(Point-per-instance localization data)

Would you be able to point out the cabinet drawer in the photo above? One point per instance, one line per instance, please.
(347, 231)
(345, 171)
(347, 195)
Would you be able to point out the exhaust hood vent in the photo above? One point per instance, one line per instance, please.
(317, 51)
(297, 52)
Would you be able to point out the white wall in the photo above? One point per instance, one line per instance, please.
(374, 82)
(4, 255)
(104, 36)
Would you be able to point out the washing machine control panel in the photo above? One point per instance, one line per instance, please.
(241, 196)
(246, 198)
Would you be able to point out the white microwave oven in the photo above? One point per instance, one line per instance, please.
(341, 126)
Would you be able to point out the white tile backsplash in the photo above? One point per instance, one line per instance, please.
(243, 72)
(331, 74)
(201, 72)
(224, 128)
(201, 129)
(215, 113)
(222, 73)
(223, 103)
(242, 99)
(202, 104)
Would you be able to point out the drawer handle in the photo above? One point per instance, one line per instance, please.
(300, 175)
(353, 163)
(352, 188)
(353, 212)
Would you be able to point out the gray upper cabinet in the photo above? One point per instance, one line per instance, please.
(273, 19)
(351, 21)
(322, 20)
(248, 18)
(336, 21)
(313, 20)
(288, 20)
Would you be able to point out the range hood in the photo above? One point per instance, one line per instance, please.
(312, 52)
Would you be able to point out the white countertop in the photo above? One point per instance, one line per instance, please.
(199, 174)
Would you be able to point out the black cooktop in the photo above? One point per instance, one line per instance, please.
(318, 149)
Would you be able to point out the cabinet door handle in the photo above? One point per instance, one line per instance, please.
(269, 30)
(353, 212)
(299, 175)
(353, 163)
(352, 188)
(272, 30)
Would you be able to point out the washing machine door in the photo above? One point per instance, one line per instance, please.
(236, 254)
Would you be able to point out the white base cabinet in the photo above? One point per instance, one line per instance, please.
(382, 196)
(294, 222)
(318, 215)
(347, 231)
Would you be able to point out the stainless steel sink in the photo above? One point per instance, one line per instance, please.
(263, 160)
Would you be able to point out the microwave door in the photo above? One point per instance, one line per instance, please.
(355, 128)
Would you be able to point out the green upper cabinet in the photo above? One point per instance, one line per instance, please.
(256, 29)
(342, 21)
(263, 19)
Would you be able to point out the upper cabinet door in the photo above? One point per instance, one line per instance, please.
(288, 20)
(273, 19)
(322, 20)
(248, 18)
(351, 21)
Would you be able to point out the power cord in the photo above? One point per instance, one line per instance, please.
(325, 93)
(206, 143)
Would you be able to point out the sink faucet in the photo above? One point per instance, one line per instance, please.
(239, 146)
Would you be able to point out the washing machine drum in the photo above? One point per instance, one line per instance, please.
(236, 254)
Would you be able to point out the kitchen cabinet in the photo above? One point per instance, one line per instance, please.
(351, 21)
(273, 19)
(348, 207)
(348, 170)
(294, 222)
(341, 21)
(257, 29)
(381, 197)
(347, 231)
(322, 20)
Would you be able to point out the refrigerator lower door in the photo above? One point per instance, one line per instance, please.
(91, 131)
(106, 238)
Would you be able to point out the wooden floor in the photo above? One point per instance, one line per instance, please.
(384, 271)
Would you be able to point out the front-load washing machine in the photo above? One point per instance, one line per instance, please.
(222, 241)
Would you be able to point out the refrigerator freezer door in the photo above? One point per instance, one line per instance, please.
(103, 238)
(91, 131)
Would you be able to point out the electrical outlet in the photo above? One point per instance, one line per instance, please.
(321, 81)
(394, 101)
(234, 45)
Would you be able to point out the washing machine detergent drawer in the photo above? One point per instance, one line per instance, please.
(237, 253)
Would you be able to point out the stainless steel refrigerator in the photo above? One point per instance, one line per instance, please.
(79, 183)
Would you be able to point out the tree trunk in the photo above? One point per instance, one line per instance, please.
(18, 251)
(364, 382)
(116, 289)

Your objective: Repeat all entries. Match them exactly.

Task result:
Would you be able to point out the cabinet drawer in the photo above? One point per instance, one line per instance, please.
(347, 231)
(345, 171)
(347, 195)
Would you be able to point out the exhaust hood vent in the photo above? One point per instance, one line per instance, please.
(317, 51)
(297, 52)
Would you be able to point out the white wall in the photo above? One point per instance, one line per instance, please.
(374, 82)
(4, 255)
(104, 36)
Would you be able to point out the washing machine control panel in the photo above? One point per instance, one line per instance, please.
(241, 196)
(246, 198)
Would you be able to point out the white microwave oven in the photo above? One point per instance, one line per instance, please.
(341, 126)
Would you be able to point out the white tile backsplash in the photo above? One point per instance, one line per instance, please.
(243, 72)
(331, 74)
(201, 72)
(224, 128)
(201, 129)
(215, 113)
(222, 73)
(223, 103)
(242, 99)
(202, 104)
Would you be able to point out the drawer handle in the photo above? One point per instance, one line per instance, please.
(300, 175)
(353, 163)
(352, 188)
(353, 212)
Would you be able to point out the gray upper cabinet in the photo above? One point per instance, one line per instance, please.
(273, 19)
(351, 21)
(322, 20)
(248, 18)
(336, 21)
(313, 20)
(288, 20)
Would you be able to point out the range hood in the photo above? One point per instance, one line per instance, please.
(312, 52)
Would you be able to point out the white countertop in the photo above? One point per instance, one line per instance, please.
(199, 174)
Would you be able to point out the black cooktop in the photo above? One point per instance, one line per instance, please.
(318, 149)
Would you be able to point out the cabinet door handle in the photo above? One point per instance, one line per instance, please.
(269, 30)
(353, 212)
(299, 175)
(353, 163)
(352, 188)
(272, 30)
Would you be able to point out the washing machine door in the photo above? One point per instance, one line per instance, please.
(236, 254)
Would you be able to point out the white base cabinet in the photo above? One point per instance, one line per instance, please.
(382, 196)
(294, 222)
(318, 215)
(347, 231)
Would you be able to point out the stainless steel sink in the photo above? One point per instance, one line per instance, please.
(263, 160)
Would you be able to point out the microwave door in the photo above? One point per instance, one line per instance, please.
(355, 128)
Would you be able to point out the green upper cabinet in the photo above? One point per instance, one line per instance, please.
(256, 29)
(342, 21)
(263, 19)
Would you be able to point out the upper cabinet door in the photo above? One point per instance, one line per instance, please.
(288, 20)
(273, 19)
(322, 20)
(248, 18)
(351, 21)
Would you be able to point out the power cord in the photo above? One point per instance, one line per instance, please.
(325, 93)
(206, 143)
Would you be able to point out the sink faucet in the photo above? One point per instance, one line per instance, please.
(239, 146)
Would you be able to point out the washing machine drum in the photo above? One point per instance, one line per instance, please.
(236, 254)
Would you be able to point out the kitchen cabinet in the photo above? One point per instance, one line per instance, please.
(351, 21)
(273, 19)
(348, 207)
(348, 170)
(294, 222)
(341, 21)
(257, 29)
(381, 197)
(347, 231)
(322, 20)
Would you be able to point out the refrigerator lower door in the photo above? One point per instance, one line per instance, please.
(91, 131)
(106, 238)
Would you be able to point out the wooden floor in the photo above? One point per instance, one line per instance, please.
(384, 271)
Would you be able to point out the front-load washing machine in the photo above? One point per instance, one line per instance, please.
(222, 241)
Would you be able to point out the refrigerator freezer door in the photo above? One point per instance, one line per instance, please.
(103, 238)
(91, 131)
Would you be able to point out the electrical outlet in the photo above? One point per instance, one line per instance, please.
(321, 81)
(394, 101)
(234, 45)
Would you be able to point out the washing machine detergent drawer in the photo above? One point per instance, one line per instance, please.
(237, 253)
Would you be able to point out the stainless steel refrigerator in the photo above? One point per instance, one line per instance, please.
(79, 183)
Would you be able to point out the tree trunk in the photo above? One point per instance, one line per instance, please.
(18, 251)
(364, 382)
(116, 289)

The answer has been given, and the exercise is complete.